• **CHALLENGE**:
Every line from the one containing "eyeglass lens, each" to the final line of the material below must be reproduced exactly; leave out all other lines.

Stored items from a collection
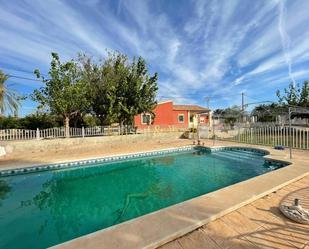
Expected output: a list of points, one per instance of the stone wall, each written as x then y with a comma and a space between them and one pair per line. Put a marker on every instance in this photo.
31, 146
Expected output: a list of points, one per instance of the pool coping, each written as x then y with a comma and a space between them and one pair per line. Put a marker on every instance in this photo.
159, 227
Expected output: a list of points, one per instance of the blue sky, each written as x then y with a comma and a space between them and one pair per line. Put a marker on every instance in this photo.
210, 48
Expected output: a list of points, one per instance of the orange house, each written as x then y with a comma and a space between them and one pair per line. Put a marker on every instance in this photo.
167, 115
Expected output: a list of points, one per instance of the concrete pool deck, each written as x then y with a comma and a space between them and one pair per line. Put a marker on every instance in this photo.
165, 225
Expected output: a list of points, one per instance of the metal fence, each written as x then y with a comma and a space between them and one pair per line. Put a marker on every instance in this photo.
60, 132
271, 135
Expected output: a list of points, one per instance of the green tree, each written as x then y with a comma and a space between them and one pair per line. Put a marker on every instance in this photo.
291, 95
120, 89
137, 92
9, 100
268, 112
295, 95
230, 115
65, 92
304, 95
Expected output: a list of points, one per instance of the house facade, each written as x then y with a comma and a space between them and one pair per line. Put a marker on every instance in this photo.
179, 116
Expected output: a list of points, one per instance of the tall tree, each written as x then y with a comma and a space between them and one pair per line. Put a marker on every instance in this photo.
304, 95
121, 89
64, 92
295, 95
137, 93
9, 99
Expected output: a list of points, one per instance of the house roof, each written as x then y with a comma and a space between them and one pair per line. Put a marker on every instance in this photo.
189, 108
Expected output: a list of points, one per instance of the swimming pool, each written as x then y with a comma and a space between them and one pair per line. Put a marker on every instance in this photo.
45, 208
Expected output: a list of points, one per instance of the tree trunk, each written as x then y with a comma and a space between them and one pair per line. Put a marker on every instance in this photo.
67, 126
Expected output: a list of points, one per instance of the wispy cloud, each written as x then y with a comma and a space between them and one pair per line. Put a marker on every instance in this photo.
205, 48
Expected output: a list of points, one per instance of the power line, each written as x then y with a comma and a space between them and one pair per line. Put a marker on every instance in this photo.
23, 78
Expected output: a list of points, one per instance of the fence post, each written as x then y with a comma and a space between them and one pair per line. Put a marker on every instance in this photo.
83, 132
37, 133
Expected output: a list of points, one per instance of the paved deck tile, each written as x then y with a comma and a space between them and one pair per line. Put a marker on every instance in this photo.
259, 224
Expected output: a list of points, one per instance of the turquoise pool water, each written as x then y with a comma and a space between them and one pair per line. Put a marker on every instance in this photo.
46, 208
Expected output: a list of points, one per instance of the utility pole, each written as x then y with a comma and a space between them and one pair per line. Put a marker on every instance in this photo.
207, 99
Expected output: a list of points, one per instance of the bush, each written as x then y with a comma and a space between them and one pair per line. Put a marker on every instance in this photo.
31, 122
9, 122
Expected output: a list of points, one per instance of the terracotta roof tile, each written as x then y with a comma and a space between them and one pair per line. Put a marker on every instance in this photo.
189, 108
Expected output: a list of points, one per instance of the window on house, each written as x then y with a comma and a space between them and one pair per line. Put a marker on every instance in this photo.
181, 118
146, 118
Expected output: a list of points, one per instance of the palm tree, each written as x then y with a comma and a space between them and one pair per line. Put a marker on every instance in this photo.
9, 99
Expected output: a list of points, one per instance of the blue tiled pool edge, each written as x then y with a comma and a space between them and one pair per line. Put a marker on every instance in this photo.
71, 164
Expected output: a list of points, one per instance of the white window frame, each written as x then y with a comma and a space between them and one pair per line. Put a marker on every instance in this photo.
142, 120
183, 115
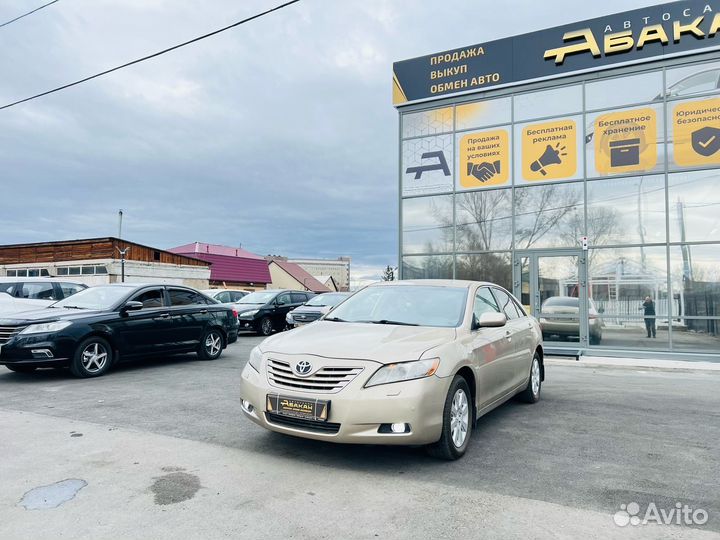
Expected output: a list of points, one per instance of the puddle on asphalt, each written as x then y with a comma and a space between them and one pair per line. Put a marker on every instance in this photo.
175, 487
53, 495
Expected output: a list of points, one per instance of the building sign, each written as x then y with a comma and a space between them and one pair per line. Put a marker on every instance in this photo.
484, 159
626, 141
696, 132
427, 165
549, 150
634, 36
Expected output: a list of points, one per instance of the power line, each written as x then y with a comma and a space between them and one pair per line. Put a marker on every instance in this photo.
148, 57
28, 13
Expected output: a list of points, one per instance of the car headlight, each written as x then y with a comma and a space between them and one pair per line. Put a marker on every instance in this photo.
45, 328
255, 359
404, 371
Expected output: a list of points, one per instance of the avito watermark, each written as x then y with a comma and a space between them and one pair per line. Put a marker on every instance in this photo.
680, 514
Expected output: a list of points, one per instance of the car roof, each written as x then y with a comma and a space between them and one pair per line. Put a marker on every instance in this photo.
455, 283
10, 279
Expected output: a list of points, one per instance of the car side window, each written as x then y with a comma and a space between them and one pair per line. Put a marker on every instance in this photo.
68, 289
38, 291
484, 303
7, 288
182, 297
150, 299
506, 304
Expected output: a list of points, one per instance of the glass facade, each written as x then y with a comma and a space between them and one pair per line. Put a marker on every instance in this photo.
503, 188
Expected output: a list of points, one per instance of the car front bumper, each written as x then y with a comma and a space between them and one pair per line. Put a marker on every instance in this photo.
38, 350
355, 411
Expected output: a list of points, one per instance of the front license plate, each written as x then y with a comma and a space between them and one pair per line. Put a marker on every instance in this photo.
310, 409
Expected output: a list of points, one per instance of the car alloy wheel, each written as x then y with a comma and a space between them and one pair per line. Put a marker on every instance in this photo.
266, 326
94, 357
213, 344
459, 418
535, 377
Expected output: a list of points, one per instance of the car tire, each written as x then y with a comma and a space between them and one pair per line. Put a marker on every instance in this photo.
211, 345
92, 358
531, 394
458, 422
21, 369
265, 327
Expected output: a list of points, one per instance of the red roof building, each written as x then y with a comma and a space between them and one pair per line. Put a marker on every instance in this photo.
229, 266
287, 275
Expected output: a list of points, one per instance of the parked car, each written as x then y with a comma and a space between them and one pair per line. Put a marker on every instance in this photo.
265, 311
95, 328
314, 308
225, 296
559, 316
22, 293
410, 363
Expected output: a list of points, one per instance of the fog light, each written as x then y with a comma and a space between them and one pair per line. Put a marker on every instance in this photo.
397, 428
247, 406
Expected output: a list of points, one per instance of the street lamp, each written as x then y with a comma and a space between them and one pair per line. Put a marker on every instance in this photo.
123, 252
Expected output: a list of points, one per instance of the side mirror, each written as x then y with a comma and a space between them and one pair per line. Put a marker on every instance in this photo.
489, 320
131, 305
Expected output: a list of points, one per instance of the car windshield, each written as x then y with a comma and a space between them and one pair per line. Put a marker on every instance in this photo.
323, 300
257, 298
564, 301
417, 305
101, 297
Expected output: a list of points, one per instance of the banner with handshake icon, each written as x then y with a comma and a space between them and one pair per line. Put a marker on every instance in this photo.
484, 159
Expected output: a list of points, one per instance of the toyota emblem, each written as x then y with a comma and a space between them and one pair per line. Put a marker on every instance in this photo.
303, 368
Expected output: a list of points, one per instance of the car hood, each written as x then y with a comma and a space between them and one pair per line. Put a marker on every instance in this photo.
383, 343
46, 314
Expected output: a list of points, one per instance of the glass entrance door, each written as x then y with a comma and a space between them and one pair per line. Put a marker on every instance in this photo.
552, 287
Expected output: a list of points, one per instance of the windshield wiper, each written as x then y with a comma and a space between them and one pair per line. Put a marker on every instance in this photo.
386, 321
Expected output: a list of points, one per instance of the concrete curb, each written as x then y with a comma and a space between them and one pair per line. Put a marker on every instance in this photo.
634, 364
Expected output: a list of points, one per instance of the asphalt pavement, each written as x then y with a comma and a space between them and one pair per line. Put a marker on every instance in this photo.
159, 449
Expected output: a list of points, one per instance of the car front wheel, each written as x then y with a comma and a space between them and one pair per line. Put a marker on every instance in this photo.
92, 358
457, 422
211, 345
531, 394
265, 327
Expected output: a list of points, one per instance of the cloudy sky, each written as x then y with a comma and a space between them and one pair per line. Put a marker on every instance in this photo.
278, 135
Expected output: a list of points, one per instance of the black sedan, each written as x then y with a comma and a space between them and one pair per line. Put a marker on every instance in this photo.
95, 328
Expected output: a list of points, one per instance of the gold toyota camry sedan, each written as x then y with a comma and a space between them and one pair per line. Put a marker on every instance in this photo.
409, 362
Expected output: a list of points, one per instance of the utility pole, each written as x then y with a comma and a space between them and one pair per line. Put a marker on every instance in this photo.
123, 252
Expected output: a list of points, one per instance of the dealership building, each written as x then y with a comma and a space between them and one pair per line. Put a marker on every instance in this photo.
579, 167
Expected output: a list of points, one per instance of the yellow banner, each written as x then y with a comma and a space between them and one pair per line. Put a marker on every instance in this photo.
626, 141
485, 159
696, 132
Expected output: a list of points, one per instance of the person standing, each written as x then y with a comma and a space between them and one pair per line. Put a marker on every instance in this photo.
649, 307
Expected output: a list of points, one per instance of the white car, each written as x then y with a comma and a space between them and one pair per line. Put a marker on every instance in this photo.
19, 294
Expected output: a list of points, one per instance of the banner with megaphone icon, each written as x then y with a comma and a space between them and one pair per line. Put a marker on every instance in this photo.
549, 150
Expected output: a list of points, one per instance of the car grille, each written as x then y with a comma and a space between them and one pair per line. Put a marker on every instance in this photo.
9, 332
326, 380
306, 317
301, 423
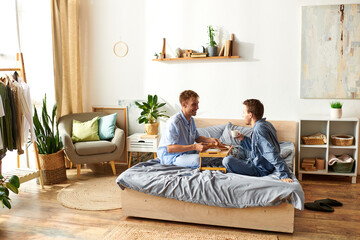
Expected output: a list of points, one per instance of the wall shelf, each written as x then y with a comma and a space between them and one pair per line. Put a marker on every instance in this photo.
190, 58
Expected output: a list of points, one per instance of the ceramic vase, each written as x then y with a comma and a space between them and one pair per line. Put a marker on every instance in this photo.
212, 51
335, 113
151, 128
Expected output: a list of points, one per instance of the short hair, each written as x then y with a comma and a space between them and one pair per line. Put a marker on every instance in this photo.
187, 94
255, 107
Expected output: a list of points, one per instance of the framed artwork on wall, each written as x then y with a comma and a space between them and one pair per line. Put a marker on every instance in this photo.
330, 52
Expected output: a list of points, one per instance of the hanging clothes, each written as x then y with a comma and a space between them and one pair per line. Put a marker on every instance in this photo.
2, 114
15, 90
6, 122
25, 101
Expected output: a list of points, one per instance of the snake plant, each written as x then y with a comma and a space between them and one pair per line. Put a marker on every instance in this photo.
150, 110
47, 135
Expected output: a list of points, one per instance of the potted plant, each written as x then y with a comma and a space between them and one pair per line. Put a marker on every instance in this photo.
13, 183
336, 109
150, 113
212, 49
50, 148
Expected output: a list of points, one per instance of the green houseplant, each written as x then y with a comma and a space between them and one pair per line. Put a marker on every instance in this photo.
13, 183
50, 147
150, 113
336, 109
212, 49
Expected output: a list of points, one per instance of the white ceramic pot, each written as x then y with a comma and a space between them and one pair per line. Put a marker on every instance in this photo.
335, 113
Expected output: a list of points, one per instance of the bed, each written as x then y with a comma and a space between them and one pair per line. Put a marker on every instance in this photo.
276, 213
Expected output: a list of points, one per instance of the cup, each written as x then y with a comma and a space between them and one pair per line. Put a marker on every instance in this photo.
235, 133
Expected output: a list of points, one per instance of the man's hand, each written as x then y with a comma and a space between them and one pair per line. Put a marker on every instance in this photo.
215, 141
288, 180
240, 137
200, 147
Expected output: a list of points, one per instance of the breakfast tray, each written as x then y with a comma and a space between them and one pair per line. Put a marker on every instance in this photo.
214, 153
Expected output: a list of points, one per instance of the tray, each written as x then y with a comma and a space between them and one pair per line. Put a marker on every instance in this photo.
215, 153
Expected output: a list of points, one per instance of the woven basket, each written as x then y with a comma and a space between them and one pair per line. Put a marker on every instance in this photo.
343, 167
313, 140
53, 167
342, 140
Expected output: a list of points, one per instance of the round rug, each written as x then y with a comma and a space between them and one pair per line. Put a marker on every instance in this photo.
94, 194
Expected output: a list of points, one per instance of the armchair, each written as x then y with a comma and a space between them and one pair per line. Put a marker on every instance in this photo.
92, 151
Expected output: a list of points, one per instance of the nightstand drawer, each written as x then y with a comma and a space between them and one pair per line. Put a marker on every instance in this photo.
136, 144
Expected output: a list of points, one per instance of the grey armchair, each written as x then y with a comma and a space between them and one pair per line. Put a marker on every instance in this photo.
92, 151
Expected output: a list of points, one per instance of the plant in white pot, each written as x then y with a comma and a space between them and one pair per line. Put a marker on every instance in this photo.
212, 49
150, 113
336, 110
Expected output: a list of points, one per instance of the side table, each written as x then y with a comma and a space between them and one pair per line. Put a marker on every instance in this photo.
137, 144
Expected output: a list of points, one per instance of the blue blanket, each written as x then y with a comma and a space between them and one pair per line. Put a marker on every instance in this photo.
213, 188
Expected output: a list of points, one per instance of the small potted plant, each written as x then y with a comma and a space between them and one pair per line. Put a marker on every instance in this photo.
336, 109
212, 49
13, 183
150, 113
50, 147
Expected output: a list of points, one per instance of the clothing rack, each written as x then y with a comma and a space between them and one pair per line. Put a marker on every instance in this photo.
24, 174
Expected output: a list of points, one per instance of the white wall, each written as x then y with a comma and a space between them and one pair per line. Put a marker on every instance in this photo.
267, 34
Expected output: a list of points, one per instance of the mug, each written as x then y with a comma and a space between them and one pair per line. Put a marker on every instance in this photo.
235, 133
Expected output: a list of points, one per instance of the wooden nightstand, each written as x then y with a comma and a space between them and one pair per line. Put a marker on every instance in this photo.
137, 144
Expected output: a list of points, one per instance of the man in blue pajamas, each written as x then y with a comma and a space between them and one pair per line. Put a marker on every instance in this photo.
177, 145
263, 144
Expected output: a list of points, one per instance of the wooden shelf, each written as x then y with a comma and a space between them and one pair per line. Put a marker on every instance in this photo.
205, 58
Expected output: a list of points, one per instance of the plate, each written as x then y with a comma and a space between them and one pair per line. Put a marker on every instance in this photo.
120, 49
213, 150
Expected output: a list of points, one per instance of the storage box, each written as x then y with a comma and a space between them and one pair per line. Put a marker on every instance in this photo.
342, 140
343, 167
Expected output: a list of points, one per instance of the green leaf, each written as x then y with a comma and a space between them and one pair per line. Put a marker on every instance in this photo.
4, 190
154, 115
14, 180
6, 203
161, 105
12, 188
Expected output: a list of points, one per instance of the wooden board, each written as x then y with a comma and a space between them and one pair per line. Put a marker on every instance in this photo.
137, 204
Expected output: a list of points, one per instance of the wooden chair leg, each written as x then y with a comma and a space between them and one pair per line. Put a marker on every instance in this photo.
112, 163
38, 165
129, 160
78, 167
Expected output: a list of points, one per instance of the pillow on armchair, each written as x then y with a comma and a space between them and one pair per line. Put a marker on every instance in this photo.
107, 126
85, 131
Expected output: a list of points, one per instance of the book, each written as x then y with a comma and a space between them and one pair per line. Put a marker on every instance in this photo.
198, 55
227, 48
145, 136
221, 53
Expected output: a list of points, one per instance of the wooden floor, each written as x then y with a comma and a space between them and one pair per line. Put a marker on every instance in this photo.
36, 214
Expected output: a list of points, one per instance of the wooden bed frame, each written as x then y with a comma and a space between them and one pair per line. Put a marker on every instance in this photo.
279, 218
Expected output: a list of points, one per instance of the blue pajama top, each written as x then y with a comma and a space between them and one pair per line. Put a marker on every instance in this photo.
177, 131
265, 149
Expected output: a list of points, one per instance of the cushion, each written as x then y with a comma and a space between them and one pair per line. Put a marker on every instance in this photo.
107, 126
212, 131
226, 135
94, 147
85, 131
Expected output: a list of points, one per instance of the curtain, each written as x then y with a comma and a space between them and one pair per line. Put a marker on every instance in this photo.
66, 51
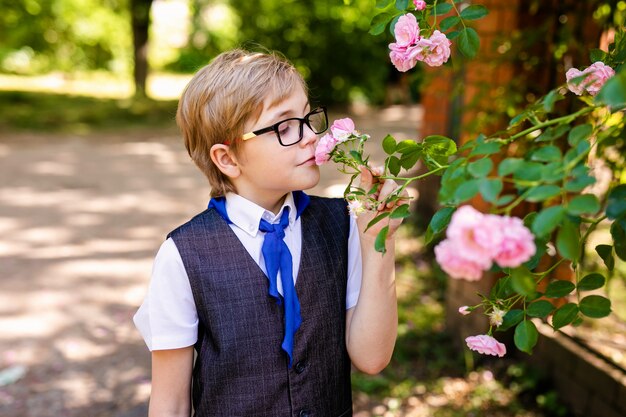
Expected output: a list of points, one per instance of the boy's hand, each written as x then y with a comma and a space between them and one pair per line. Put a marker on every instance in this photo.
385, 188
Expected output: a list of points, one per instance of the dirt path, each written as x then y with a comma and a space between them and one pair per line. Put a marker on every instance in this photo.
80, 221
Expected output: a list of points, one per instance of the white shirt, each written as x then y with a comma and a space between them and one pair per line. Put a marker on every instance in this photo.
167, 318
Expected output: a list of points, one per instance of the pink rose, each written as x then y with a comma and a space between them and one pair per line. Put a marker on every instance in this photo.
402, 60
419, 4
324, 148
406, 31
446, 253
355, 208
477, 237
434, 51
404, 51
518, 243
341, 129
597, 74
486, 345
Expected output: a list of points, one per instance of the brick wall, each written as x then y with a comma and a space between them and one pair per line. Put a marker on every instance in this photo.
587, 383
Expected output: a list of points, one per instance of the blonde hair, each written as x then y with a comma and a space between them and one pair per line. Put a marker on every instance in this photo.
223, 96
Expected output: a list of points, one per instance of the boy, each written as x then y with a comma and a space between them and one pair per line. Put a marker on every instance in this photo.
279, 293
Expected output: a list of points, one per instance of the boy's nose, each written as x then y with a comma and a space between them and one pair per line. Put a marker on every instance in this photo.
308, 136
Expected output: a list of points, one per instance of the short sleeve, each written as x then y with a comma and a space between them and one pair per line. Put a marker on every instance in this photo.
355, 266
167, 318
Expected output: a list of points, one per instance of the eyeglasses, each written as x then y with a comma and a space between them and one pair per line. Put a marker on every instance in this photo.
290, 131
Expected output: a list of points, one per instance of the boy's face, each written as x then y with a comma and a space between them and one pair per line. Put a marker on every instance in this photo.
270, 170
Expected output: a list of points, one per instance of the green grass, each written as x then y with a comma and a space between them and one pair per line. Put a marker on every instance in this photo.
38, 111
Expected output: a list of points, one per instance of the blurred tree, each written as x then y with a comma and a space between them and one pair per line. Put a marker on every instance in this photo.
327, 41
68, 35
140, 23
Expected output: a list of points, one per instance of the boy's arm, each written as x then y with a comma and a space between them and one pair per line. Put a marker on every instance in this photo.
171, 383
372, 325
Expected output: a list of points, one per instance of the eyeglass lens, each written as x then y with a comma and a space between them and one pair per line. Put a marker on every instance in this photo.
290, 131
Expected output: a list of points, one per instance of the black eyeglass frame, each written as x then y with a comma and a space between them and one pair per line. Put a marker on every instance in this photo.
304, 120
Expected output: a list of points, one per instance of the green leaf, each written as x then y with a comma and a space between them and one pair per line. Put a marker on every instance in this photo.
509, 165
511, 318
542, 193
505, 199
408, 146
381, 238
591, 282
441, 219
579, 133
552, 97
559, 288
548, 153
357, 157
523, 282
547, 220
490, 189
454, 34
583, 204
618, 233
474, 12
379, 22
442, 8
564, 315
568, 241
540, 308
400, 212
579, 183
402, 4
606, 253
597, 55
526, 336
552, 172
529, 171
466, 190
469, 42
616, 204
486, 148
394, 165
389, 145
449, 22
519, 118
377, 219
480, 168
439, 145
595, 306
552, 133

• **RESPONSE TO THIS TASK**:
Expected output: a list of points, one per instance of the eyeglass lens, each written as x then y with a comma and a space between them and one pair per line. Put a marker on every instance in this photo.
290, 131
Expected output: a list of points, one per instance of the black eyeglass frame, each written as x then y with a comma and a space between them and one pair per line. Put a marker on every instance in this photo.
304, 120
Expected output: a list of points, one per instance of the green leaf, each written as x then y with a comma and a space between them and one pair per line. Put a marker on every instance in this photo.
509, 165
511, 318
542, 193
505, 199
408, 146
381, 238
591, 282
441, 219
579, 133
552, 97
559, 288
548, 153
357, 157
523, 282
547, 220
490, 189
454, 34
583, 204
618, 233
474, 12
379, 22
442, 8
564, 315
568, 241
540, 308
400, 212
579, 183
402, 4
606, 253
597, 55
526, 336
552, 172
529, 171
466, 190
469, 42
616, 204
486, 148
394, 165
389, 145
449, 22
519, 118
377, 219
480, 168
439, 145
595, 306
552, 133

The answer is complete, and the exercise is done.